EXCERPT TO READ:

========

NEWS FEATURE: Baptist Pastor Counsels Would-Be Spouses in New Book

c. 2003 Religion News Service (UNDATED) Peggy McMickle came home on the subway from working all day in downtown Manhattan to prepare dinner. Her husband, Marvin, a graduate student, was relaxing on the couch watching Walter Cronkite and the nightly news. At the end of the show, he walked into their small kitchen and told […]

c. 2003 Religion News Service

(UNDATED) Peggy McMickle came home on the subway from working all day in downtown Manhattan to prepare dinner. Her husband, Marvin, a graduate student, was relaxing on the couch watching Walter Cronkite and the nightly news.

At the end of the show, he walked into their small kitchen and told his wife, “All is right with the world.”


She turned to him and said, “Maybe in the world, but not in this apartment.”

Sitting together recently on the couch in their Shaker Heights, Ohio, home, the McMickles smiled as they recalled the story from the early days of their marriage. But when it happened, both remembered, it was a painful moment of truth.

They had a long talk, and their domestic responsibilities were reordered.

“It wasn’t fun that day, but I’m sure it has helped contribute to these 28 years of marriage,” said McMickle, pastor of Antioch Baptist Church in Cleveland.

In a new book, “Before We Say I Do: 7 Steps to a Healthy Marriage,” published by Judson Press of Valley Forge, Pa., McMickle tries to help couples practice the honest communication he believes is essential to wedded bliss.

It is a modern marriage manual in that it addresses issues such as AIDS, interfaith relationships and feminism.

But the focus is on marriage as an act of faith, where both parties envision their union based on the biblical principles of the two people becoming “one flesh” for life.

“I’m not in the divorce business,” says McMickle, who encourages couples to forgive one another, even amid the pain of adultery.


The Baptist pastor said he would like to say that most churches, in the face of a nearly 50 percent divorce rate, are offering premarital counseling. But “I don’t think the majority are doing it,” he said.

At his church, couples seeking a minister-for-hire just to perform their wedding ceremony are turned away. Premarital counseling is required.

In those pastoral conversations and in his book, he encourages people contemplating marriage to talk about all sorts of uncomfortable subjects, from sexual and financial histories to the religious beliefs they hope to pass on to their children.

“You can’t lie to each other,” McMickle says. “Worse than lying, you can’t hold back truthful information.”

========

SOURCE INFORMATION:

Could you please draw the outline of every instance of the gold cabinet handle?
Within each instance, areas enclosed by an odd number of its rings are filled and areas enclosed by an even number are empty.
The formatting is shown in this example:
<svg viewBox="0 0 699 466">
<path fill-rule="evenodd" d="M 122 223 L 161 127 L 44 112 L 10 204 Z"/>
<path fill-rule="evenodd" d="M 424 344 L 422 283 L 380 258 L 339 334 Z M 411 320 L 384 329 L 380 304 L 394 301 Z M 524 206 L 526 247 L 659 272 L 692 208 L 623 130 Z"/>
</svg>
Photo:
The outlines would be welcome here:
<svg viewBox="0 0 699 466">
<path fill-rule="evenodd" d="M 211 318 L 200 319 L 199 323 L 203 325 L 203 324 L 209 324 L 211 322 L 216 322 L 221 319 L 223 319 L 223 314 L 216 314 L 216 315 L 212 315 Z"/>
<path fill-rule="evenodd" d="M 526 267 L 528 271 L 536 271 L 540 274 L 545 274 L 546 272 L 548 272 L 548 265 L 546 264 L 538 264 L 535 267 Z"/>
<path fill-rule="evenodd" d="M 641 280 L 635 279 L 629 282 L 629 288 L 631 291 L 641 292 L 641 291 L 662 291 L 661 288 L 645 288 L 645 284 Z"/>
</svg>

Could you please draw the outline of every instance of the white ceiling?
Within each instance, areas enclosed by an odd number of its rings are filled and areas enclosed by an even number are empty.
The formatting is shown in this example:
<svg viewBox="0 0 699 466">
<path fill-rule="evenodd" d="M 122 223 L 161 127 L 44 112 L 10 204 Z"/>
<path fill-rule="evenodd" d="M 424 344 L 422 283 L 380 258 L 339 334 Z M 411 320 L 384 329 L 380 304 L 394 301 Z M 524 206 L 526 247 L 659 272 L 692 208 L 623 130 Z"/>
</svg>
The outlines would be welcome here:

========

Can you continue the news feature about the Baptist pastor's premarital counseling book, starting right after its last sentence?

RESULT OF THIS EXERCISE:
In one of the more poignant parts of the book, McMickle talks of knowing several women who have lived with and later died from AIDS-related illnesses. In each case, McMickle said, monogamous women contracted the disease from spouses who were engaged in bisexual activity.

While it may be uncomfortable to talk about, and it was even difficult for him to raise the subject at first with couples he counseled, McMickle says it is important for people considering marriage to be honest with one another about their sexual history and drug use and particularly to disclose any same-sex activity.


From a similar perspective, he urges couples to discuss everything from their housekeeping practices to their views on issues such as gun control and pornography to whether they want to keep separate bank accounts.

The best time to talk about these issues is before the marriage, McMickle advises.

In one controversial part of the book, McMickle cautions against interfaith marriages: “The chances of enjoying a healthy, lifelong marriage are greatly increased when you marry someone with whom you share a common religious tradition and a common routine of religious life and practice.”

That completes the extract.